___ EXTRACT TO READ ___

In late 1897 Pissarro began a series of 15 pictures of views from the Grand Hotel du Louvre in Paris, showing various scenes of the Place
du Theatre Francais, the Avenue de l'Opera and the rue St Honore, and he finished the series in the spring of 1898. The year 1897 had been
traumatic for him: his son Lucien had had a stroke and worse still, in November 1897 another son, Felix, had died of tuberculosis at the
age of 23. The artist was also suffering from a recurrent eye infection, which had dogged him since 1889. Politically the years 1897/8 were
especially unstable due to the Dreyfus affair, which had a particular relevance to Pissarro as, like Dreyfus, he was Jewish. The affair
bitterly divided the Impressionists: Degas, for example, became fiercely anti-semitic and so his relationship with Pissarro suffered.
Pissarro's response to all these events was to wrap himself up in his work and, though very politically minded, he seems to have kept
his art and politics separate in these paintings. In the letter he wrote, to Lucien, telling him of Felix's death, Pissarro mentions
his new subject: "I am delighted to be able to try to do these Paris streets, which are so often called ugly, but which are so silvery, so
luminous and so lively".

___

Please resume the passage above on Pissarro's 1897–98 series of Paris street views, starting right after its final sentence.

___ DATASET RECORDS ___

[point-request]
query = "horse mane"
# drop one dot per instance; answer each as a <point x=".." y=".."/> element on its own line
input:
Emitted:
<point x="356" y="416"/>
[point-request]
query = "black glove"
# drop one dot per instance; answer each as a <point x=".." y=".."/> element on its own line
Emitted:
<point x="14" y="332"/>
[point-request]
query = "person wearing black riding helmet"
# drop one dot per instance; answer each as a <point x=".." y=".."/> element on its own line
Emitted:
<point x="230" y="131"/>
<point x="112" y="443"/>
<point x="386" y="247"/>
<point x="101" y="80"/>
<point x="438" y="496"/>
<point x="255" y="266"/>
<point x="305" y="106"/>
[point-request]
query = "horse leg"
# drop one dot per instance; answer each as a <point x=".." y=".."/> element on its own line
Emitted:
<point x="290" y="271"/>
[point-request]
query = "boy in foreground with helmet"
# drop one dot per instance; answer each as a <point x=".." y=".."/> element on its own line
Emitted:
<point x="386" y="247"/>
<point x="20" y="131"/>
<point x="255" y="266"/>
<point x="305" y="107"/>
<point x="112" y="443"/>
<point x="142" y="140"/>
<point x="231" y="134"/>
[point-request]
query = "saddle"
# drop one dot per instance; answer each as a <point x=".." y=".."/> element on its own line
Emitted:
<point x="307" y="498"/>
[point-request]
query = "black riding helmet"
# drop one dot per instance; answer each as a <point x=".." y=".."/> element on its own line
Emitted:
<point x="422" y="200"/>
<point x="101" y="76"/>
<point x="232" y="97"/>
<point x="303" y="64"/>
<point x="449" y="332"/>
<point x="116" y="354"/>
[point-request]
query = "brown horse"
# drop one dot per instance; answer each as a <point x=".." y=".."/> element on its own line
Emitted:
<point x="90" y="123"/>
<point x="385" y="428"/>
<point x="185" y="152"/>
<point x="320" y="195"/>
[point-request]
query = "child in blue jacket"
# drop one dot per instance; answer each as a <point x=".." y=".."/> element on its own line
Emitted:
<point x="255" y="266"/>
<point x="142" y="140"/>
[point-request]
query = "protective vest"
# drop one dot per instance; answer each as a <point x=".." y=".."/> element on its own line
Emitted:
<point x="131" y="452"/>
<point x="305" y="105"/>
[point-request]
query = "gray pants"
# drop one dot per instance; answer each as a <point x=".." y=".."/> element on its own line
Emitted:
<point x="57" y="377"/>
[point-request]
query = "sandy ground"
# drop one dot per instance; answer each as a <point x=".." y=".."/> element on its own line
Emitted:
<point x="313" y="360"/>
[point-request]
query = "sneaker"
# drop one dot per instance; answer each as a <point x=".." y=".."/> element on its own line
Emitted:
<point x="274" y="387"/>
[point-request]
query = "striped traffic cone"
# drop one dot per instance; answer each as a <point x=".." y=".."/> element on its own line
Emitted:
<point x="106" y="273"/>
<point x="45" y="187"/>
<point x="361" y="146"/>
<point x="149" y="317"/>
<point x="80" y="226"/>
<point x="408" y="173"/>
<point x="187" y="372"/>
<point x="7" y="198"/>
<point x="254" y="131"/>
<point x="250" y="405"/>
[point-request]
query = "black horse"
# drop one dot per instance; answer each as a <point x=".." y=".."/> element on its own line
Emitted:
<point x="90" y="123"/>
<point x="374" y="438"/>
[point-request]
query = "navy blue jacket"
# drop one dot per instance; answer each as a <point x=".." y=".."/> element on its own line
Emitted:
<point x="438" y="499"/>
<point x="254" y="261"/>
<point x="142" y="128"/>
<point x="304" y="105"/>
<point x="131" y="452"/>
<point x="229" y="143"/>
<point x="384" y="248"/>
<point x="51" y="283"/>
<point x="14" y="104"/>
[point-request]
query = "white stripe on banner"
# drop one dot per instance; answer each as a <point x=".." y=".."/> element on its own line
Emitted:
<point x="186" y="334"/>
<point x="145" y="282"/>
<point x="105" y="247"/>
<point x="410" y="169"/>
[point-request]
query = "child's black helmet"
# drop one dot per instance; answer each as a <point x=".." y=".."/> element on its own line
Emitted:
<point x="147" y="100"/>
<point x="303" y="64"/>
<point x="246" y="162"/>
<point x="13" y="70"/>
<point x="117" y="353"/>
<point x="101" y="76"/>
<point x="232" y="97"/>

___

• [RESPONSE TO THE EXERCISE]
In this work the circular Place du Theatre Francais is in the foreground, from which the Avenue de l'Opera branches off into the
distance, Charles Garnier's opera house being visible at the very end, enveloped in a haze. This area of the city was filled with
high-class shops and was the heart of consumerism in the capital. Here, as mentioned in his letter, he depicted the 'silvery' streets
wet with rain. In contrast to the Boulevard Montmartre series of the previous year, these works presented Pissarro with a much more
rectilinear composition, dominated by distant views in plunging perspective. Furthermore, there are the additional circular elements
of both the Place du Theatre Francais itself and the pedestrian islands with their fountains. Pissarro thought this series a great
success, and it was exhibited in its entirety at the Durand-Ruel galleries in June 1898.